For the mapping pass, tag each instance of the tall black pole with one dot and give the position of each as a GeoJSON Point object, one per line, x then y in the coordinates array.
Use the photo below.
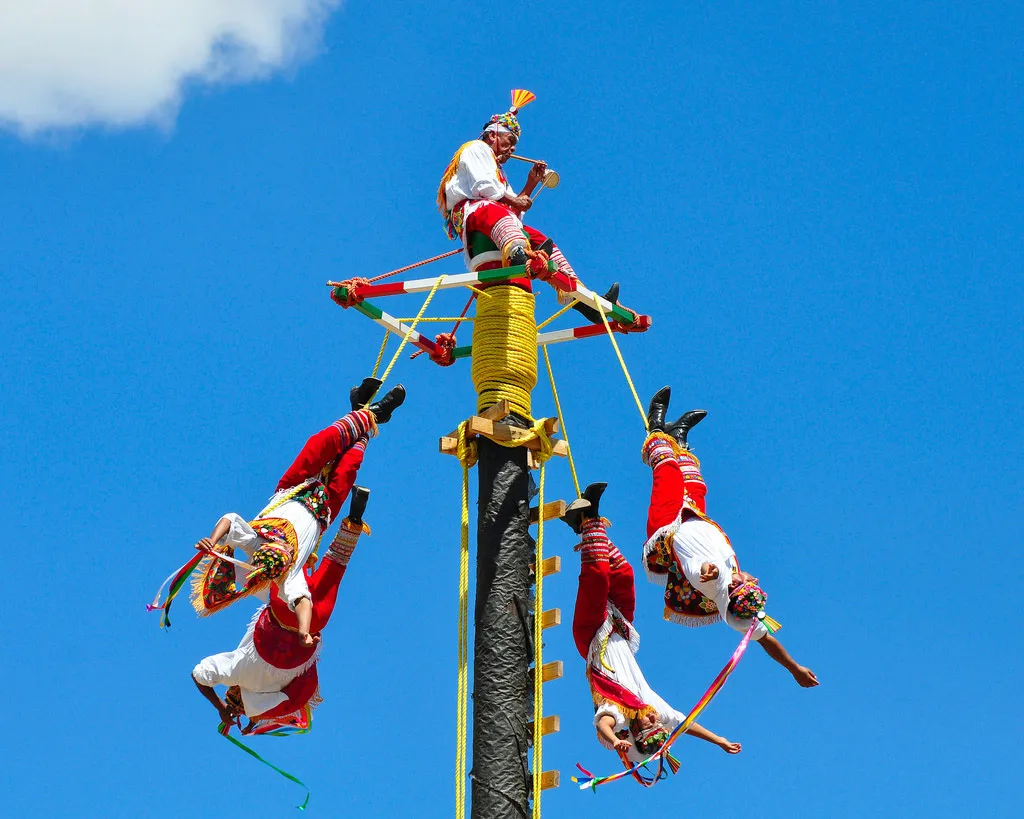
{"type": "Point", "coordinates": [502, 691]}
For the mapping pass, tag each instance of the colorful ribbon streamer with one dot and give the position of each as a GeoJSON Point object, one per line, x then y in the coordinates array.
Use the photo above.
{"type": "Point", "coordinates": [590, 781]}
{"type": "Point", "coordinates": [176, 580]}
{"type": "Point", "coordinates": [223, 731]}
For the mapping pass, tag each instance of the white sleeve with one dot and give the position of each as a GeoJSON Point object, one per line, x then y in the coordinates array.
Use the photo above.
{"type": "Point", "coordinates": [608, 709]}
{"type": "Point", "coordinates": [241, 534]}
{"type": "Point", "coordinates": [479, 171]}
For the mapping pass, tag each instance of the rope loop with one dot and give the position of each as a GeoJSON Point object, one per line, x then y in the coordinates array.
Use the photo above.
{"type": "Point", "coordinates": [351, 288]}
{"type": "Point", "coordinates": [445, 346]}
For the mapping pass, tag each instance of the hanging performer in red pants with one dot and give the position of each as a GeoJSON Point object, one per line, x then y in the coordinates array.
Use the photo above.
{"type": "Point", "coordinates": [689, 554]}
{"type": "Point", "coordinates": [283, 536]}
{"type": "Point", "coordinates": [630, 717]}
{"type": "Point", "coordinates": [481, 208]}
{"type": "Point", "coordinates": [271, 676]}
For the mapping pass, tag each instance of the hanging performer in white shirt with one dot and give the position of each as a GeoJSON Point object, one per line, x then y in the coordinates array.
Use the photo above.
{"type": "Point", "coordinates": [271, 676]}
{"type": "Point", "coordinates": [283, 536]}
{"type": "Point", "coordinates": [689, 554]}
{"type": "Point", "coordinates": [481, 208]}
{"type": "Point", "coordinates": [630, 716]}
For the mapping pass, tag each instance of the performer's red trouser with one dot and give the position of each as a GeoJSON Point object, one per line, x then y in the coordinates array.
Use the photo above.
{"type": "Point", "coordinates": [668, 490]}
{"type": "Point", "coordinates": [599, 585]}
{"type": "Point", "coordinates": [343, 440]}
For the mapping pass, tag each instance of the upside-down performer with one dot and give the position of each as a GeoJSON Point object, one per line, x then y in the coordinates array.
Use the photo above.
{"type": "Point", "coordinates": [688, 553]}
{"type": "Point", "coordinates": [283, 536]}
{"type": "Point", "coordinates": [630, 717]}
{"type": "Point", "coordinates": [482, 209]}
{"type": "Point", "coordinates": [271, 676]}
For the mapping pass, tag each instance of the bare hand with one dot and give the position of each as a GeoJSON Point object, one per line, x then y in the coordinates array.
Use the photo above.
{"type": "Point", "coordinates": [226, 713]}
{"type": "Point", "coordinates": [522, 203]}
{"type": "Point", "coordinates": [805, 677]}
{"type": "Point", "coordinates": [537, 173]}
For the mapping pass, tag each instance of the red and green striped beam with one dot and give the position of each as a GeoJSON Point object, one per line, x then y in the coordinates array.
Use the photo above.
{"type": "Point", "coordinates": [620, 318]}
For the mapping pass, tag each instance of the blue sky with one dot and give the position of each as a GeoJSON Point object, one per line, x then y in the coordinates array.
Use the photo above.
{"type": "Point", "coordinates": [821, 208]}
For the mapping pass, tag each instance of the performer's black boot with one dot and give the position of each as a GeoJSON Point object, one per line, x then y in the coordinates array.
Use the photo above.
{"type": "Point", "coordinates": [383, 408]}
{"type": "Point", "coordinates": [518, 257]}
{"type": "Point", "coordinates": [357, 504]}
{"type": "Point", "coordinates": [593, 315]}
{"type": "Point", "coordinates": [360, 395]}
{"type": "Point", "coordinates": [586, 506]}
{"type": "Point", "coordinates": [656, 410]}
{"type": "Point", "coordinates": [687, 422]}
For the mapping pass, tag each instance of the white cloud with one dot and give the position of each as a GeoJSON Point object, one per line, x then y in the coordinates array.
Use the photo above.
{"type": "Point", "coordinates": [67, 63]}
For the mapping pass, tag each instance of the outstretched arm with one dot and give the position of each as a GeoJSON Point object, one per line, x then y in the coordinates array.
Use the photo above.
{"type": "Point", "coordinates": [804, 676]}
{"type": "Point", "coordinates": [605, 728]}
{"type": "Point", "coordinates": [226, 715]}
{"type": "Point", "coordinates": [207, 544]}
{"type": "Point", "coordinates": [700, 732]}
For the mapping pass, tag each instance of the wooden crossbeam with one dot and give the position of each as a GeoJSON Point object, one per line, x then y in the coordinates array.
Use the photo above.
{"type": "Point", "coordinates": [553, 616]}
{"type": "Point", "coordinates": [553, 510]}
{"type": "Point", "coordinates": [549, 672]}
{"type": "Point", "coordinates": [426, 285]}
{"type": "Point", "coordinates": [478, 425]}
{"type": "Point", "coordinates": [641, 325]}
{"type": "Point", "coordinates": [549, 725]}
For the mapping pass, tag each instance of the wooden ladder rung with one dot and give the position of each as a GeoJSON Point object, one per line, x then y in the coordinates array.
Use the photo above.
{"type": "Point", "coordinates": [553, 616]}
{"type": "Point", "coordinates": [549, 672]}
{"type": "Point", "coordinates": [553, 510]}
{"type": "Point", "coordinates": [549, 725]}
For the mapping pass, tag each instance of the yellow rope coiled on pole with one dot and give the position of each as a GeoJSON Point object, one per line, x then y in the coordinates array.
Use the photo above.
{"type": "Point", "coordinates": [505, 349]}
{"type": "Point", "coordinates": [467, 457]}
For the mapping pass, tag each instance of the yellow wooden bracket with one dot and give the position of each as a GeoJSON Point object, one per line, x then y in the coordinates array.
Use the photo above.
{"type": "Point", "coordinates": [487, 425]}
{"type": "Point", "coordinates": [549, 779]}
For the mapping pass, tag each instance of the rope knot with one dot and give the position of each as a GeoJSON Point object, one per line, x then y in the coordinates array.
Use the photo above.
{"type": "Point", "coordinates": [538, 265]}
{"type": "Point", "coordinates": [445, 346]}
{"type": "Point", "coordinates": [346, 293]}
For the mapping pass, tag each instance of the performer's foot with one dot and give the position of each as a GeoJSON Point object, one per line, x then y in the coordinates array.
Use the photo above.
════
Work required =
Reproduce the whole listing exactly, but not the images in it.

Problem solution =
For the mapping pass, tag each instance of the tall black pole with one dot and give the position of each as a GeoJSON Point object, one per line, x then y in the coordinates array.
Use the photo below.
{"type": "Point", "coordinates": [502, 691]}
For the mapping pass, tag each instance of the colorful ribbon streamer with one dot and give the position of each as a GeoJSON Point object, one per line, x then y in the coordinates array.
Use the photo above.
{"type": "Point", "coordinates": [590, 781]}
{"type": "Point", "coordinates": [176, 580]}
{"type": "Point", "coordinates": [223, 731]}
For the mapping pass, tag each instance of the white sleeve with one dot and give the position of each as a GeoJSON Point object, one per line, x then y in the coordinates array.
Use the photo above.
{"type": "Point", "coordinates": [608, 709]}
{"type": "Point", "coordinates": [241, 534]}
{"type": "Point", "coordinates": [479, 171]}
For the mapping pass, tag each instance of the rope loop with one dot and give the position of each as a GeoJSON Point object, one per line, x then y in the coordinates array.
Use the photo above.
{"type": "Point", "coordinates": [351, 288]}
{"type": "Point", "coordinates": [445, 346]}
For the mapping pass, tag each instance of the hanging performer in red pants with one dot and give the position of each as a GeoJSON Point object, one per line, x then y in the coordinates array.
Use the photo above.
{"type": "Point", "coordinates": [689, 554]}
{"type": "Point", "coordinates": [283, 536]}
{"type": "Point", "coordinates": [630, 717]}
{"type": "Point", "coordinates": [481, 208]}
{"type": "Point", "coordinates": [271, 676]}
For the mapping pass, tag each instance of the hanging performer in white shirt with one dot and give the position of each as a GeoJSON Point object, one per line, x then y in the coordinates array.
Use the photo above.
{"type": "Point", "coordinates": [271, 676]}
{"type": "Point", "coordinates": [283, 536]}
{"type": "Point", "coordinates": [689, 554]}
{"type": "Point", "coordinates": [481, 208]}
{"type": "Point", "coordinates": [630, 716]}
For the mapping pass, tag each instance of the performer's red trouser with one dot and give the position of each as a GeoJSON Point object, one per line, x then y in the coordinates array.
Use the photo above.
{"type": "Point", "coordinates": [668, 490]}
{"type": "Point", "coordinates": [599, 585]}
{"type": "Point", "coordinates": [343, 440]}
For the mapping pass, tag each instance of the upside-down performer with one dot and give the position of each as a GeoJSON Point object, one per line, x then y in the coordinates array.
Use the photo above.
{"type": "Point", "coordinates": [688, 553]}
{"type": "Point", "coordinates": [283, 536]}
{"type": "Point", "coordinates": [630, 717]}
{"type": "Point", "coordinates": [482, 209]}
{"type": "Point", "coordinates": [271, 676]}
For the mapping pass, tag each instance of the bare hand with one dot and give the position of each as a GeoJSON Point object, one per line, x then y in the coordinates array.
Use the photo above.
{"type": "Point", "coordinates": [226, 713]}
{"type": "Point", "coordinates": [522, 203]}
{"type": "Point", "coordinates": [805, 677]}
{"type": "Point", "coordinates": [537, 173]}
For the mapping pass, tag each instance of the red and green striped beam with one dot and give the position of each as a GeoJSON Point object, one per line, x then y in the coordinates array.
Use the photo above.
{"type": "Point", "coordinates": [620, 318]}
For the mapping pass, tag each instance of the blue sky with one dot and give the position of each as a GeoJSON Point object, one per line, x then y in the coordinates array.
Use the photo above.
{"type": "Point", "coordinates": [821, 208]}
For the mapping pass, tag each instance of the performer's black boot with one dot and give the position of each as a GeoJSON Point object, one per line, x then y in the coordinates array.
Use the photo above.
{"type": "Point", "coordinates": [383, 408]}
{"type": "Point", "coordinates": [518, 257]}
{"type": "Point", "coordinates": [357, 504]}
{"type": "Point", "coordinates": [593, 315]}
{"type": "Point", "coordinates": [360, 395]}
{"type": "Point", "coordinates": [586, 506]}
{"type": "Point", "coordinates": [656, 410]}
{"type": "Point", "coordinates": [687, 422]}
For the mapping pass, tag each instance of the white cloud with one dot and give the position of each as a GeoJSON Point object, one per line, x then y in the coordinates array.
Use the photo above.
{"type": "Point", "coordinates": [67, 63]}
For the mapping pass, tag each instance of the outstretched arm with one dot and give the position of each as a GeoJSON Point object, one per line, x then y in the coordinates array.
Use the photo above.
{"type": "Point", "coordinates": [804, 676]}
{"type": "Point", "coordinates": [605, 728]}
{"type": "Point", "coordinates": [226, 715]}
{"type": "Point", "coordinates": [207, 544]}
{"type": "Point", "coordinates": [700, 732]}
For the mapping pass, tag each instance of the wooden crossbeam with one dot and give the position of each as a GeoJSON Point object, one per line, x then y in the coordinates array.
Use the photo above.
{"type": "Point", "coordinates": [553, 616]}
{"type": "Point", "coordinates": [553, 510]}
{"type": "Point", "coordinates": [549, 672]}
{"type": "Point", "coordinates": [426, 285]}
{"type": "Point", "coordinates": [478, 425]}
{"type": "Point", "coordinates": [641, 325]}
{"type": "Point", "coordinates": [549, 725]}
For the mapping pass, tag each instance of the wooden ladder rung with one dot and give the position of each as a GeoJSON Point object, one per line, x then y in the coordinates array.
Use the photo above.
{"type": "Point", "coordinates": [553, 616]}
{"type": "Point", "coordinates": [549, 672]}
{"type": "Point", "coordinates": [553, 510]}
{"type": "Point", "coordinates": [549, 725]}
For the mapping pass, tag each instance of the yellow rope coiled on pole with one dot and give the position of each as a GeoJSON Point object, one per line, x then y in the coordinates array.
Use the photo above.
{"type": "Point", "coordinates": [505, 349]}
{"type": "Point", "coordinates": [467, 457]}
For the mapping pass, tag each instance of the yellow wooden bracket with one dot and give the position of each as a GeoJSON Point object, one per line, x then y in the coordinates array.
Use the photo above.
{"type": "Point", "coordinates": [487, 425]}
{"type": "Point", "coordinates": [549, 779]}
For the mapping pass, tag each instance of the rope knot with one dot and give the position of each as a GeoJSON Point object, one per line, x then y in the coordinates array.
Use the photo above.
{"type": "Point", "coordinates": [538, 265]}
{"type": "Point", "coordinates": [445, 346]}
{"type": "Point", "coordinates": [346, 293]}
For the mapping pass, tag each instance of the performer's foot with one dot and give the position of each as a GeoJSON Point object, one per line, x then y in the coordinates array.
Use the photo above.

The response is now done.